» Goal of the exercise: Give back the records that follow exactly, images excluded.

» Dataset content:

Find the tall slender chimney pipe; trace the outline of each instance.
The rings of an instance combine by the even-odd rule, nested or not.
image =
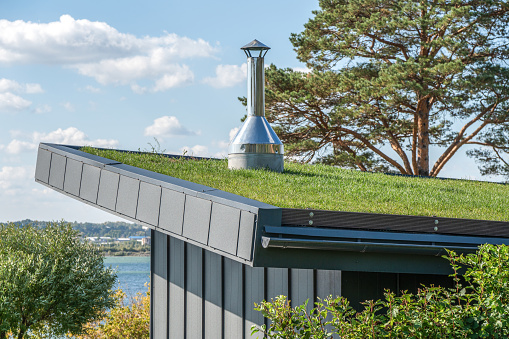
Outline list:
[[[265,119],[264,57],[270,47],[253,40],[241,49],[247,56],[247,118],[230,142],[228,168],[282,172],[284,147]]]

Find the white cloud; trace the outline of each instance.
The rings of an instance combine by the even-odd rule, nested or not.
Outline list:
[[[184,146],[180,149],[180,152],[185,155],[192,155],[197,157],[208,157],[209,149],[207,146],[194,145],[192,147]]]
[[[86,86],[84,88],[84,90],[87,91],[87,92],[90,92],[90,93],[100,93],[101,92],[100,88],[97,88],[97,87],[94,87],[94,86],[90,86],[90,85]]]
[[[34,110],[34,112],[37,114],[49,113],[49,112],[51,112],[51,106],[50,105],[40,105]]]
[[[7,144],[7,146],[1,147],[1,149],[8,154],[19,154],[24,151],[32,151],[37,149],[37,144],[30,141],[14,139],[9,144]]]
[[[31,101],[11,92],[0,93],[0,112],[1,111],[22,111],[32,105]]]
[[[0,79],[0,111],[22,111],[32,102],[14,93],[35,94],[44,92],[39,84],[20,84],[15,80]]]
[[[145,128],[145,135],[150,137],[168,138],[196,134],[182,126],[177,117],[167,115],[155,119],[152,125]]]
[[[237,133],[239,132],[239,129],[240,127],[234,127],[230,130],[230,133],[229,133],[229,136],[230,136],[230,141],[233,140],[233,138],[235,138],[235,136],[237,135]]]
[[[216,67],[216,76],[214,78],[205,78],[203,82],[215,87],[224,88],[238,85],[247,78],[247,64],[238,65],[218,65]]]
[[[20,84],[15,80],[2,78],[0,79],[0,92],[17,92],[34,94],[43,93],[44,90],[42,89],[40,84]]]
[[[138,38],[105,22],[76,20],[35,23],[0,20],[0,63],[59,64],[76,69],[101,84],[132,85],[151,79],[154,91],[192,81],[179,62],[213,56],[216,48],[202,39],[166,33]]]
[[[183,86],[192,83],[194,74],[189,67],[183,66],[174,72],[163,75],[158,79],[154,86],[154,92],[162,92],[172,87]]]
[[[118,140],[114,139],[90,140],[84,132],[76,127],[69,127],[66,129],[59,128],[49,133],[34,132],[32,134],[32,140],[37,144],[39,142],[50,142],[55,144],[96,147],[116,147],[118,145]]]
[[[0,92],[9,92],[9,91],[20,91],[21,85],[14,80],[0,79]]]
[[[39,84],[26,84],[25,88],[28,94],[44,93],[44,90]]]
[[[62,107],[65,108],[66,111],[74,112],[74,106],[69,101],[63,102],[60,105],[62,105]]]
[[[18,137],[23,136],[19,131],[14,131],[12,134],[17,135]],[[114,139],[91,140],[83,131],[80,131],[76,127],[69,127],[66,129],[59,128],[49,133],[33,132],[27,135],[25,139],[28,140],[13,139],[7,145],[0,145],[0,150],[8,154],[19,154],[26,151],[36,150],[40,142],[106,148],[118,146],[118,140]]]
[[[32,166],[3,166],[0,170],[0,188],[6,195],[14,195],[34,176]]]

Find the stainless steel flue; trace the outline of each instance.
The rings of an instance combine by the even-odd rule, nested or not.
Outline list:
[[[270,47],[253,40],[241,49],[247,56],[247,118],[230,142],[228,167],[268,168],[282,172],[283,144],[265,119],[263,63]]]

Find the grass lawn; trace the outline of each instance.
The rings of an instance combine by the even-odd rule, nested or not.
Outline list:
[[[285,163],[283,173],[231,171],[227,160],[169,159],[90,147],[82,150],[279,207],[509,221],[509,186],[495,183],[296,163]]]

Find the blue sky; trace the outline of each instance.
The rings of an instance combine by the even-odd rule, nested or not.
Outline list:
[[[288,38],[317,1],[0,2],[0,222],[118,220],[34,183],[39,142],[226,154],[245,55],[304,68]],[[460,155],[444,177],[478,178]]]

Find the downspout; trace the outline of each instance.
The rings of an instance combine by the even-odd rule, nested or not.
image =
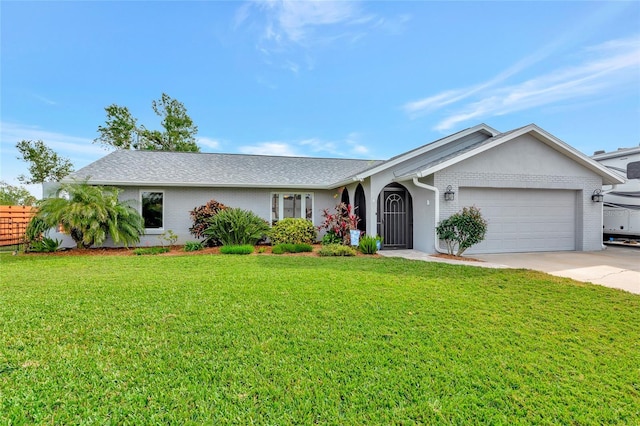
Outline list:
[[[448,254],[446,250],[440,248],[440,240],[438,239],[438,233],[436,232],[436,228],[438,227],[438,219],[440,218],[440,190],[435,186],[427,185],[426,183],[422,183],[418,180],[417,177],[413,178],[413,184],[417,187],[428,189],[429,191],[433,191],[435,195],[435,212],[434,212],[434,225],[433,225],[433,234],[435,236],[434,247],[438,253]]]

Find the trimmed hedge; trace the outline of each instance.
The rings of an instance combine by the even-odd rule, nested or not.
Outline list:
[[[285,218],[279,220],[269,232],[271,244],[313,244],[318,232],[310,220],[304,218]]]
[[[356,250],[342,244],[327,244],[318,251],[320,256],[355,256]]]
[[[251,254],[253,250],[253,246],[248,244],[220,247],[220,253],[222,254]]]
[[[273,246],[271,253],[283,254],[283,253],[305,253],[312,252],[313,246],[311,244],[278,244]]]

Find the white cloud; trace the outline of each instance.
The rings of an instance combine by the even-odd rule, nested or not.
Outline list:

» Task answer:
Find the tall slender chimney pipe; trace the outline of each instance.
The rings of an instance combine by the even-odd rule, nested or not.
image =
Outline list:
[[[265,119],[264,57],[270,47],[253,40],[241,49],[247,56],[247,118],[230,142],[228,168],[282,172],[284,147]]]

Find the white cloud; trace the outline of each instance.
The rings of an instance combine by the even-odd rule, nested or not.
Outline list:
[[[184,146],[180,149],[180,152],[185,155],[192,155],[197,157],[208,157],[209,149],[207,146],[194,145],[192,147]]]
[[[86,86],[84,88],[84,90],[87,91],[87,92],[90,92],[90,93],[100,93],[101,92],[100,88],[97,88],[97,87],[94,87],[94,86],[90,86],[90,85]]]
[[[34,110],[34,112],[37,114],[49,113],[49,112],[51,112],[51,106],[50,105],[40,105]]]
[[[7,144],[7,146],[1,147],[1,149],[8,154],[19,154],[24,151],[32,151],[37,149],[37,144],[30,141],[14,139],[9,144]]]
[[[31,101],[11,92],[0,93],[0,112],[1,111],[22,111],[32,105]]]
[[[0,79],[0,111],[22,111],[32,102],[14,93],[35,94],[44,92],[39,84],[20,84],[15,80]]]
[[[145,128],[145,135],[150,137],[168,138],[196,134],[182,126],[177,117],[167,115],[155,119],[152,125]]]
[[[237,133],[239,132],[239,129],[240,127],[234,127],[230,130],[230,133],[229,133],[229,136],[230,136],[230,141],[233,140],[233,138],[235,138],[235,136],[237,135]]]
[[[216,67],[216,76],[214,78],[205,78],[203,82],[215,87],[224,88],[238,85],[247,78],[247,64],[238,65],[218,65]]]
[[[20,84],[15,80],[2,78],[0,79],[0,92],[17,92],[34,94],[43,93],[44,90],[42,89],[40,84]]]
[[[138,38],[105,22],[76,20],[35,23],[0,20],[0,63],[59,64],[76,69],[101,84],[132,85],[151,79],[154,91],[192,81],[179,62],[213,56],[216,48],[202,39],[166,33]]]
[[[183,86],[192,83],[194,74],[189,67],[183,66],[174,72],[163,75],[158,79],[154,86],[154,92],[162,92],[172,87]]]
[[[118,140],[114,139],[90,140],[84,132],[76,127],[69,127],[66,129],[59,128],[49,133],[34,132],[32,134],[32,140],[37,144],[39,142],[50,142],[55,144],[96,147],[116,147],[118,145]]]
[[[0,92],[9,92],[9,91],[20,91],[21,85],[14,80],[0,79]]]
[[[39,84],[26,84],[25,88],[28,94],[44,93],[44,90]]]
[[[62,107],[65,108],[66,111],[74,112],[74,106],[69,101],[63,102],[60,105],[62,105]]]
[[[18,137],[23,136],[19,131],[14,131],[12,134],[17,135]],[[114,139],[91,140],[83,131],[80,131],[76,127],[69,127],[66,129],[59,128],[49,133],[33,132],[27,135],[25,139],[28,140],[13,139],[7,145],[0,145],[0,150],[8,154],[19,154],[26,151],[36,150],[40,142],[106,148],[118,146],[118,140]]]
[[[32,166],[3,166],[0,170],[0,188],[6,195],[14,195],[34,176]]]

Find the stainless steel flue; trace the outline of each instance.
The rings of an instance combine by the even-odd rule, nested or not.
Outline list:
[[[270,47],[253,40],[241,49],[247,56],[247,118],[230,142],[228,167],[268,168],[282,172],[283,144],[265,119],[263,63]]]

Find the grass lawn; trace the outline of each instance.
The rings of an instance combine by the even-odd rule, nested or not.
Outline list:
[[[285,163],[283,173],[231,171],[227,160],[169,159],[90,147],[82,150],[279,207],[509,221],[509,186],[495,183],[296,163]]]

Find the blue sky; trace the outline of each instance.
The rings of an instance combine by the even-odd rule, nested or not.
Outline list:
[[[288,38],[317,1],[0,2],[0,222],[118,220],[34,183],[39,142],[226,154],[245,55],[304,68]],[[460,155],[444,177],[478,178]]]

Find the downspout; trace the outline of each instance.
The rings of an instance combine by the even-odd rule, nested or not.
image =
Outline list:
[[[448,254],[446,250],[440,248],[440,240],[438,239],[438,233],[436,232],[436,228],[438,227],[438,219],[440,218],[440,190],[435,186],[427,185],[426,183],[422,183],[418,180],[417,177],[413,178],[413,184],[417,187],[428,189],[429,191],[433,191],[435,195],[435,212],[434,212],[434,225],[433,225],[433,234],[435,236],[434,247],[438,253]]]

Find the trimmed hedge; trace the outline of each instance.
The rings of an instance combine by the even-odd rule, nested or not.
Outline list:
[[[285,218],[279,220],[269,232],[271,244],[313,244],[318,232],[310,220],[304,218]]]
[[[356,250],[342,244],[327,244],[318,251],[320,256],[355,256]]]
[[[251,254],[253,250],[253,246],[248,244],[220,247],[220,253],[222,254]]]
[[[273,246],[271,253],[283,254],[283,253],[305,253],[312,252],[313,246],[311,244],[278,244]]]

Find the white cloud; trace the outline of each instance.
The rings of an instance combine by the even-odd rule, nested or not.
Outline list:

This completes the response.